Only the lines from the line holding "Could you point to the stone platform" to the last line should be output, each exactly as given.

########################################

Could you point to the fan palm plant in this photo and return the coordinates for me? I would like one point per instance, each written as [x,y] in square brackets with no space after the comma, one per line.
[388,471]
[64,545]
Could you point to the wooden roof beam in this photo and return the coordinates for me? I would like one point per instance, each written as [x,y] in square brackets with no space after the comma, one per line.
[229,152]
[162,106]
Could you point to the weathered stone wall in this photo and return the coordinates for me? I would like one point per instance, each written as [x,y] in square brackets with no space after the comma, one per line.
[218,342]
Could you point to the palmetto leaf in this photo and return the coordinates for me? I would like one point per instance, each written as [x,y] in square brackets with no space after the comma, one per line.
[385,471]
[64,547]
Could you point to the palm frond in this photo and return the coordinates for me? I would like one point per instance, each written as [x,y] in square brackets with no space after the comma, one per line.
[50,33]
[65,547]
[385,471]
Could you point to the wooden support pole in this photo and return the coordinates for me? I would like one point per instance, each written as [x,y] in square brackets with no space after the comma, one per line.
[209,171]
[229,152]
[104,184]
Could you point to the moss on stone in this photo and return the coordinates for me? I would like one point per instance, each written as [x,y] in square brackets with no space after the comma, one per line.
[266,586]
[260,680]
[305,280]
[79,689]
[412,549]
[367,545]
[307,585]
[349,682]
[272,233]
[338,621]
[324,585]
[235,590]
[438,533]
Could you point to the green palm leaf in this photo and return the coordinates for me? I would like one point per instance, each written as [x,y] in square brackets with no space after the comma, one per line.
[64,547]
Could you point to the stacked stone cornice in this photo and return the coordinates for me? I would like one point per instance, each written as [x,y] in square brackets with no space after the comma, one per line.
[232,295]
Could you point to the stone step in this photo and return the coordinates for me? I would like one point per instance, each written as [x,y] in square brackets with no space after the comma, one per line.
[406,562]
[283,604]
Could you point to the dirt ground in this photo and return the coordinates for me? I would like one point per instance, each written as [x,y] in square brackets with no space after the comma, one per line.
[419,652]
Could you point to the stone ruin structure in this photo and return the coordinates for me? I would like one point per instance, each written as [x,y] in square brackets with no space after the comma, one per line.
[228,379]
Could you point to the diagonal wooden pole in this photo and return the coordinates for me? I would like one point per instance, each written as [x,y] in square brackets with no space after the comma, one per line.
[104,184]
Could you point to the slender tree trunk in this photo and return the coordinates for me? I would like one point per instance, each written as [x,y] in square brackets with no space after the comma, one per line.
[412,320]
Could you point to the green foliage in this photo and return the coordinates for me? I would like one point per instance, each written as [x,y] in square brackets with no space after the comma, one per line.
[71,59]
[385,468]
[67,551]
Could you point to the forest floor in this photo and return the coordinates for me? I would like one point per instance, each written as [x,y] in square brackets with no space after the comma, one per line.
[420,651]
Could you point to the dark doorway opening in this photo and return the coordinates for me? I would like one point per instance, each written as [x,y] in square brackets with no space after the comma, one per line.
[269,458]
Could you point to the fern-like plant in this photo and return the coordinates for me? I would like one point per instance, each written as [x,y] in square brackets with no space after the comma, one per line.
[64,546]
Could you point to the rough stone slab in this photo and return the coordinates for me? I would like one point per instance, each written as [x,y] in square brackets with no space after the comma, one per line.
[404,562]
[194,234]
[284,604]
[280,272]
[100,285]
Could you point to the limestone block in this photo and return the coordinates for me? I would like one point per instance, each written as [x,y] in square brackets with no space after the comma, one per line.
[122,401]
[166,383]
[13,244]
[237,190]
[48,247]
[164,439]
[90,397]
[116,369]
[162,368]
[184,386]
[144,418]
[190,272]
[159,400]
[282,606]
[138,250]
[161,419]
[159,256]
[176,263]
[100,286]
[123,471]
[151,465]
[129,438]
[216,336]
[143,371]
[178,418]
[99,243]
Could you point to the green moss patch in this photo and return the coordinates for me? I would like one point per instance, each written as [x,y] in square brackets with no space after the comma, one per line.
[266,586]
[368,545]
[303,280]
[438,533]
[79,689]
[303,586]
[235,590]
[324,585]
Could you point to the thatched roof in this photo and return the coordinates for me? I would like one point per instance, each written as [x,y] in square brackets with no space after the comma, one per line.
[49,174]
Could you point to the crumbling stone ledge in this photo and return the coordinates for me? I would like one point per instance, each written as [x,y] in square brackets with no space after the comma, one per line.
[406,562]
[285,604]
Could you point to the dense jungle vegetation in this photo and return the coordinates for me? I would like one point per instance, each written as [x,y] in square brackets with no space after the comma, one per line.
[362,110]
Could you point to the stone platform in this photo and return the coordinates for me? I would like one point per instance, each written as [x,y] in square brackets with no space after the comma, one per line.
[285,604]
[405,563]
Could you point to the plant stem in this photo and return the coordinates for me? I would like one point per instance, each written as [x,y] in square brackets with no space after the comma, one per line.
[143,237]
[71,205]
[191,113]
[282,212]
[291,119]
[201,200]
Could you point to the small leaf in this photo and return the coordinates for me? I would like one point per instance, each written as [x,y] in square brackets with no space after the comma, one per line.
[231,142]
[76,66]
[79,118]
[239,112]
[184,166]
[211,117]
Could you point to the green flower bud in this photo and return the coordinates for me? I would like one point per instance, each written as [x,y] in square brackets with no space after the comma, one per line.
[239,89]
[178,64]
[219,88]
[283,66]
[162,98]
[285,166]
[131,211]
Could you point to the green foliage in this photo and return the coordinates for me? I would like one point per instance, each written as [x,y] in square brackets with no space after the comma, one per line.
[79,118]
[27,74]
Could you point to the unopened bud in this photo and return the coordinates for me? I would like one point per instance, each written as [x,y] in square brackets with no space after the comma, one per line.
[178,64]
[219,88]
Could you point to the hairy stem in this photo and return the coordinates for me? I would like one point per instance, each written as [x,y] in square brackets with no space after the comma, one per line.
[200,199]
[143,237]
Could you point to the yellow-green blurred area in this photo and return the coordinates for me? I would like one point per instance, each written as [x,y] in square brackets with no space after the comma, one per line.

########################################

## Correct answer
Could you point to the stone platform in this photo and return the coordinates for me? I would like one point per instance, each written as [x,y] in square brackets with no space after the comma, one per line.
[285,604]
[405,563]
Could you point to the plant stem in this photo and return the coordinates for me? I would like one point per instance, each written as [x,y] in square brackets with no space after the comma, one per line.
[143,237]
[71,205]
[191,113]
[282,212]
[291,119]
[201,200]
Could you point to the small leaf in this photo and return the coordinates for me? I would like one point per instance, each written as [x,y] in square brackets with no space after the comma, one per line.
[231,142]
[76,66]
[79,118]
[239,112]
[184,166]
[211,117]
Could you point to the green flower bud in this photo and return the coordinates for me? I would like one point per instance, each written as [x,y] in square brackets with no space after the comma, one per line.
[239,89]
[178,64]
[219,88]
[283,66]
[162,98]
[285,166]
[131,211]
Could you point to the green foliage in this photo and return the coordinates for me? I would like one point per instance, each written as [x,y] in square brackets with no space after the comma, one per line.
[79,118]
[27,74]
Could you point to the unopened bud in this photo and return the coordinates for me? I would like one point per instance, each written as [x,y] in square brackets with no space after the comma, one per line.
[178,64]
[219,88]
Could you point to the hairy stem in this photo and return the coordinates for me? I would like one point per instance, each written as [x,y] in square brackets with no space after the comma, one per line.
[200,199]
[143,237]
Could you point to the yellow-green blurred area in this photo and return the coordinates for me? I would like one point per instance, each written as [x,y] in square brackets with no space after the comma, one per line.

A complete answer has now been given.